CROCODILES
Crocodiles share brand new video for 'Nuclear Love' & announce UK and Europe Tour.
San Diego's Crocodiles are set to do a short tour of the UK and Europe mid-May in support of new record 'Love Is Here' out now on. Kicking off next week on 15th May at Glasgow's Broadcast, the ten date tour takes in London's Moth Club 18th May culminating in Lyon on the 30th May.
To coincide with the tour, Crocodiles have released a video for album track 'Nuclear Love', all scuzzy feedback and gauzy guitars perfectly matching the vibrant cut and paste aesthetics of
the video.
Electrically charged with time, Crocodiles' seventh album 'Love Is Here' expresses heartbreak and anxiety on a global scale. But with 20 years of friendship and music backing them, Charlie Rowell and Brandon Welchez (creators of Crocodiles) know how to take on adversity: by persevering
and banding together to create 10 songs like lightning bolts in a stormy sky.
For those who missed the beginning, and also for those who have nothing to lose by hearing the story again, Brandon Welchez and Charlie Rowell went on tour for the first time about 20
years ago. They left San Diego together in a van with the motor smoking. The van broke
down in Arizona where they found another and continued on into the Northwest of the
United States. The second van broke down as well, but Brandon and Charlie finished
the tour. When they returned to San Diego, they agreed that they enjoyed the
experience and were ready to get on the road again.
Around ten years before, the two met each other in San Diego during an anti-Nazi protest and connected over their interests in DIY Punk. Brandon and Charlie were playing in separate
bands that would often go on tour, but without a foreseeable future. The two artists
craved music and tour life, wanting to travel and make a career for themselves. The
duo created Crocodiles in 2008, first to play garage-rock with a cheap synthesizer,
but especially to find the music within themselves.

Items from a dataset
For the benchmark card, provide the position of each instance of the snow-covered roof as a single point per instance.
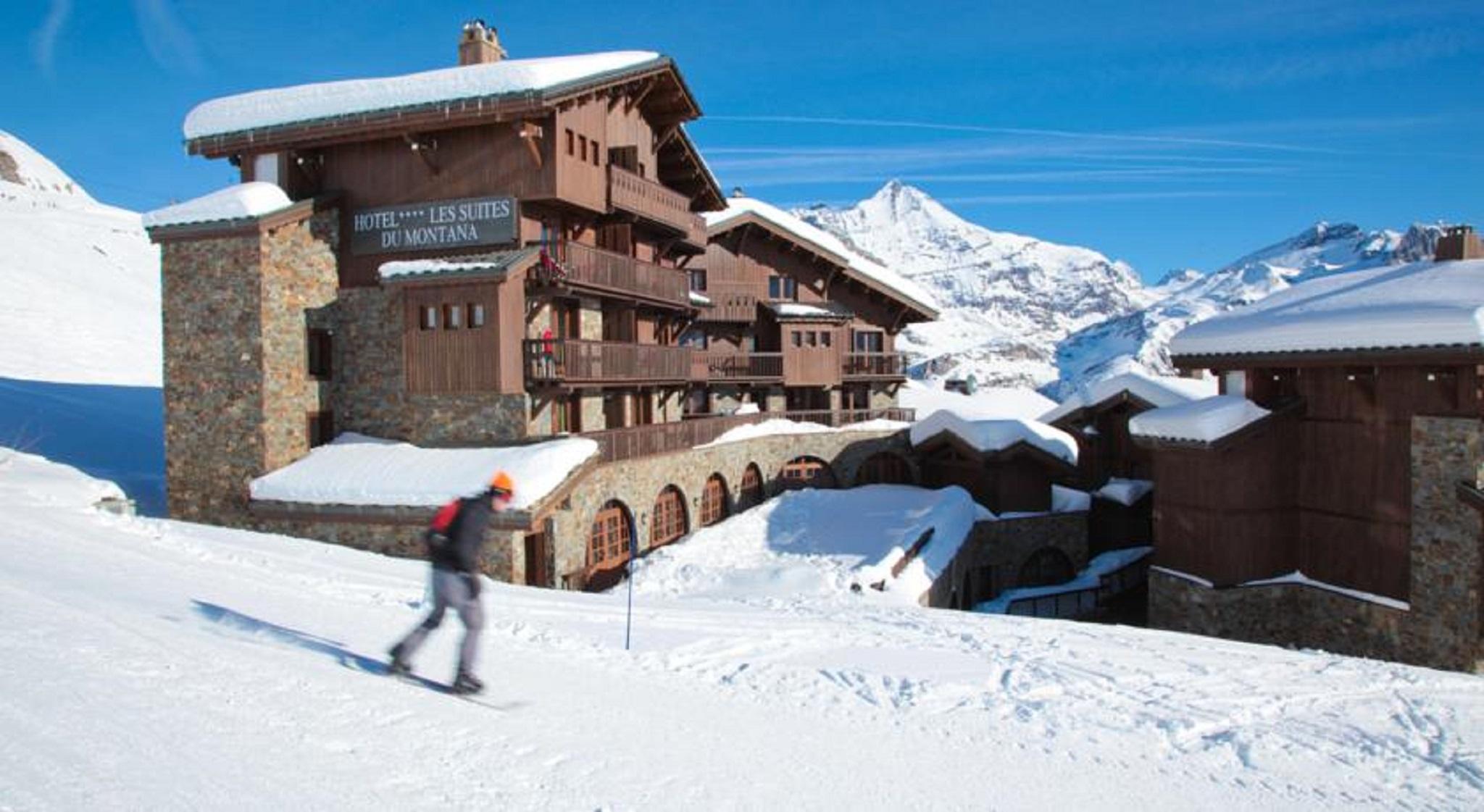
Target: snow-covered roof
(1124, 492)
(996, 435)
(235, 202)
(1159, 391)
(815, 311)
(358, 469)
(1206, 420)
(1419, 305)
(331, 100)
(495, 261)
(827, 244)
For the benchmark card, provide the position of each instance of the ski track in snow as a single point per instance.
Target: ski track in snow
(167, 666)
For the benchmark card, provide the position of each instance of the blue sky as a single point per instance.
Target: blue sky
(1162, 134)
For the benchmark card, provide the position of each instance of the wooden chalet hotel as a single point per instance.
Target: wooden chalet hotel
(1330, 496)
(498, 254)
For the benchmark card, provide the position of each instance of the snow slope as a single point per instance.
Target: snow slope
(1005, 298)
(79, 281)
(165, 666)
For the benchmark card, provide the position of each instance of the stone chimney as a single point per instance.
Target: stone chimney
(1459, 243)
(480, 45)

▶ **WHAT IS REQUIRED**: Write the next part of the Crocodiles band profile, starting right after its final sentence. These items come from a separate source.

▶ **TASK RESPONSE**:
“It’s lucky that we met, because neither of us wanted to play music just for a few years, then find a job and settle down. If you want to be an artist, you have to do it 100 percent. Life can be hard, you can be broke and deal
with tough times, but at least you know you’re alive,” Brandon said of
the duo’s beginning.
Twenty years of friendship and ten years of Crocodiles later, Charlie and Brandon still haven’t changed their motto. They moved around (Charlie now lives in Paris and Brandon in Mexico),
their music evolved, they have produced six albums and switched vans and labels, but the
heart, energy and faith are still the same. The groups that have inspired the Crocodiles
most, among others, are The Fall, Sonic Youth, and Guided By Voices. For the duo,
these rock missionaries have demonstrated how to advance, grow and hold together
without holding back. In the group, Brandon and Charlie play rock, but they also
display their lives, served up, album after album.
For their seventh album, everything is in the title: Love Is Here. The oldest song on the album, Prisoners, was composed in 2015 when Brandon and Charlie were both in the
middle of emotional turmoil.
Charlie said of the album:
“We didn’t have anything planned, but when we put the texts together, we noticed that they often talked about love and hope that only existed because of their opposites, hate and negativity.”
Brandon explained:
“The theme of the album is how to handle your life after a breakup, the darker and more painful side of love. And everything that was happening
in our lives echoed in the political world: Trump being elected, far-rights rising to power all over the world, the paranoia of this era. Everything seemed dark and hopeless.”
In 2015, Brandon and Charlie were living in New York together, reunited like the beginning of their friendship, and began rocking out in the old-school punk band Flowers of Evil along side members of the band A Place To Bury Strangers. Reuniting and getting back to the
basics, the energy and rage from Flowers of Evil had an impact on Love Is Here.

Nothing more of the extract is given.